DATA FOR THIS TASK Start Marker

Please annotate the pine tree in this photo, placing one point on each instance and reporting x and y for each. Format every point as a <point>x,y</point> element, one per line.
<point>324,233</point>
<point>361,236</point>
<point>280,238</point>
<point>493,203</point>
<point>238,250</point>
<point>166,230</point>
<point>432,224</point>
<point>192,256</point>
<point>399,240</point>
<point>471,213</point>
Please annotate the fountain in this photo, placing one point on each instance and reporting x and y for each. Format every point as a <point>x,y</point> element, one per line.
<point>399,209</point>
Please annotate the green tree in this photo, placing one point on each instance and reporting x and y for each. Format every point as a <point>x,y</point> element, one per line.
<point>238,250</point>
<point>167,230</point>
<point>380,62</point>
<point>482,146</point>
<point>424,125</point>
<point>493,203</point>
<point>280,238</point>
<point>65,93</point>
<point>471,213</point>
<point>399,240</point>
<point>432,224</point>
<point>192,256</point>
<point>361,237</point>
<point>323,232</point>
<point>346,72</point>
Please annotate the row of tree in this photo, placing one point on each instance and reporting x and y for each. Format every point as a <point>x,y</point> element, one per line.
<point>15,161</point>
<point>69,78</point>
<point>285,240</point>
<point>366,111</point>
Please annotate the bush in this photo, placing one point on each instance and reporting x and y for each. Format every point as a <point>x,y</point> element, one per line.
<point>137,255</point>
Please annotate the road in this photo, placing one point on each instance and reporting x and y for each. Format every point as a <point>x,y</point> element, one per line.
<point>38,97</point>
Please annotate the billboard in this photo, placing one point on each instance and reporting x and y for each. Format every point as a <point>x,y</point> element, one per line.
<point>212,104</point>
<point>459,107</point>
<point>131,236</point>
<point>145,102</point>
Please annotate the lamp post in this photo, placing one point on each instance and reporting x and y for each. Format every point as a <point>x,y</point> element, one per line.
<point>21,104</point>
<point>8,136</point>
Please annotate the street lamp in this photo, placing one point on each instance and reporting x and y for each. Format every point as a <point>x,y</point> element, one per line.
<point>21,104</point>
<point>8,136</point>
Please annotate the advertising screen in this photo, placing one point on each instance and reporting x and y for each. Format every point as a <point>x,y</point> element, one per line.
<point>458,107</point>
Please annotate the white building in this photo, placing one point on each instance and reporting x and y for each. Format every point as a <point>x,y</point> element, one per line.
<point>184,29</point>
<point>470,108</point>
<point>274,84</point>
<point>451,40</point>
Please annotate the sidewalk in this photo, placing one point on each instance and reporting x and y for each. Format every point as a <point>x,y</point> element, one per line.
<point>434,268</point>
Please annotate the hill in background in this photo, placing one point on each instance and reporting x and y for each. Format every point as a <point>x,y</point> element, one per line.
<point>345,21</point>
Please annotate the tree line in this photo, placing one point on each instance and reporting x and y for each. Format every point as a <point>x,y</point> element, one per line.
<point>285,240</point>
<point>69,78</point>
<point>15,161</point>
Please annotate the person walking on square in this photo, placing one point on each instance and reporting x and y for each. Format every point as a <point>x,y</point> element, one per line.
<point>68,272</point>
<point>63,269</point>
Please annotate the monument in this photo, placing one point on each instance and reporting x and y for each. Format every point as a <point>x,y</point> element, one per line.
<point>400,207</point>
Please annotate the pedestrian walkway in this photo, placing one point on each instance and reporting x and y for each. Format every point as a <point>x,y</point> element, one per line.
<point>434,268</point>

DATA FOR THIS TASK End Marker

[WORK TO BE COMPLETED] Retype, exactly as shown, the lines from the one with "Please annotate the advertising" through the end of the records.

[ANSWER]
Please annotate the advertising screen in this photo, placing one point on each instance and reporting x and y for each. Format every point as a <point>x,y</point> element, one per line.
<point>458,107</point>
Please annotate the white building in this photo, placing one point on each instance and reporting x and y for each. Format every point as a <point>x,y</point> element, one per line.
<point>184,29</point>
<point>470,108</point>
<point>274,84</point>
<point>451,40</point>
Please annotate the sidewalk in this photo, placing one point on each instance and reporting x and y for each. Format every point as a <point>x,y</point> element, one per line.
<point>434,268</point>
Please annotate the hill in background in this photo, placing one point on each instance and reporting x and y for each. Format every point as a <point>x,y</point> element, one per line.
<point>345,21</point>
Please annotate the tree line in this photo, placing one point on each instance and reporting x and y for each. Format every point as a <point>x,y</point> element, one per line.
<point>285,240</point>
<point>69,78</point>
<point>15,161</point>
Please annotate the person walking on square in this photo, placing one point on each instance and reporting x and y for each. Format every point as a <point>x,y</point> element, one per line.
<point>68,272</point>
<point>63,269</point>
Please annotate the monument in this photo, placing one point on each instance and reporting x and y for each. Format every point as a <point>x,y</point> element, one per line.
<point>400,207</point>
Please annotate the pedestrian walkway in this photo, placing one point on each instance and reporting x and y for each. Format every point as a <point>x,y</point> element, one per line.
<point>434,268</point>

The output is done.